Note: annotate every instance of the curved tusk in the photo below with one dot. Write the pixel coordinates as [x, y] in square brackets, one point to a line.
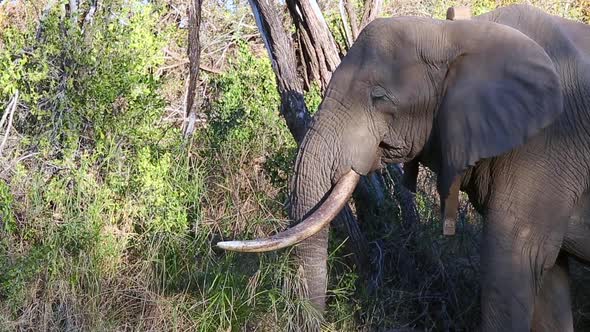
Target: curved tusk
[308, 227]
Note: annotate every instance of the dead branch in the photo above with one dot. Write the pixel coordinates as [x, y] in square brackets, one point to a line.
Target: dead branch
[11, 108]
[194, 55]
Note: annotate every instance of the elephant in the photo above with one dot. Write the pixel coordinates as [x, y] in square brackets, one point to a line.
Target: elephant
[498, 107]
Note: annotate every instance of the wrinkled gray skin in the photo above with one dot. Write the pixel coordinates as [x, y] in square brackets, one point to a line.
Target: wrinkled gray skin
[502, 100]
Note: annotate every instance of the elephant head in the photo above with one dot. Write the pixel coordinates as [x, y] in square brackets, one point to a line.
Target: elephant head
[446, 93]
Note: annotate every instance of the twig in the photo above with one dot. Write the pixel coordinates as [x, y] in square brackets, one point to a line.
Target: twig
[13, 108]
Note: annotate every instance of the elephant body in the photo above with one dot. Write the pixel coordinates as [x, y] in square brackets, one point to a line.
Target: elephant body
[499, 106]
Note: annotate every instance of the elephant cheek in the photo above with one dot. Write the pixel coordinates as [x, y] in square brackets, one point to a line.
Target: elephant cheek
[362, 150]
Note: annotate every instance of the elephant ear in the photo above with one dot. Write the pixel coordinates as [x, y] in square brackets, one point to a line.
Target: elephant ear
[496, 96]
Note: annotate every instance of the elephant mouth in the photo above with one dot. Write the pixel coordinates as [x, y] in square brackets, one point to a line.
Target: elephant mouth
[321, 217]
[390, 154]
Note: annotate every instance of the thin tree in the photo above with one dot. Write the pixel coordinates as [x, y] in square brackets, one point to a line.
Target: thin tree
[194, 56]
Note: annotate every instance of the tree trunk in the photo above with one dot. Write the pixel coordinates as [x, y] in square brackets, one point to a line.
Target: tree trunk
[293, 108]
[194, 56]
[370, 12]
[318, 47]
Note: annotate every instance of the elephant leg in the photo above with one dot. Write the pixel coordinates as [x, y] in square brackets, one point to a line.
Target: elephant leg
[553, 305]
[517, 249]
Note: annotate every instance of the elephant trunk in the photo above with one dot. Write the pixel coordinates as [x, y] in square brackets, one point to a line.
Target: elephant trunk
[318, 163]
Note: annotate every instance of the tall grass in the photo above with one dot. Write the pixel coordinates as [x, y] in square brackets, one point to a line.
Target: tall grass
[108, 217]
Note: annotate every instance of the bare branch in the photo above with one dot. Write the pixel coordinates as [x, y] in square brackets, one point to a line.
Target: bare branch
[194, 55]
[10, 109]
[372, 9]
[282, 55]
[345, 25]
[351, 12]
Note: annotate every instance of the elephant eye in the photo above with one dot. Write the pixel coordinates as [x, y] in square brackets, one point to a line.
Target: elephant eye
[378, 93]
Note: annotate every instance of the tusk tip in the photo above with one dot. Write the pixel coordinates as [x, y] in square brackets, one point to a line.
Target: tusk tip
[228, 245]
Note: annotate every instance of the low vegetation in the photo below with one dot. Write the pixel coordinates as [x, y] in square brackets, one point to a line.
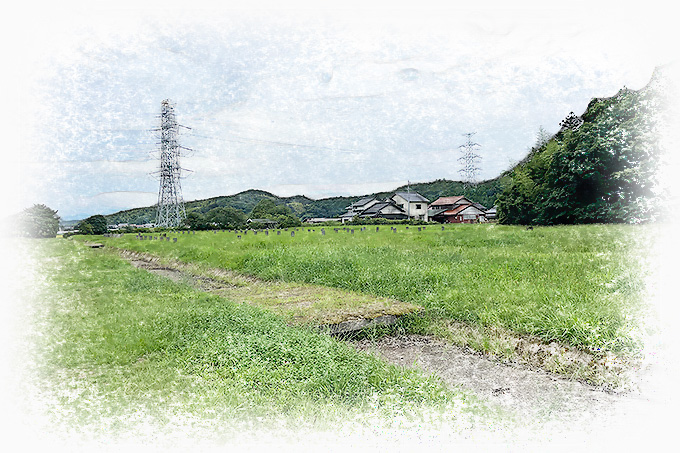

────────────────────────────────────────

• **Work to be completed**: Pull out every line of the rows above that contains the word "head", copying each one unchanged.

• **The completed task**:
Note: annotate every instance of the elephant head in the photo above with one dot. Write the pixel coordinates as [x, y] in square brackets, one point to a line.
Target: elephant head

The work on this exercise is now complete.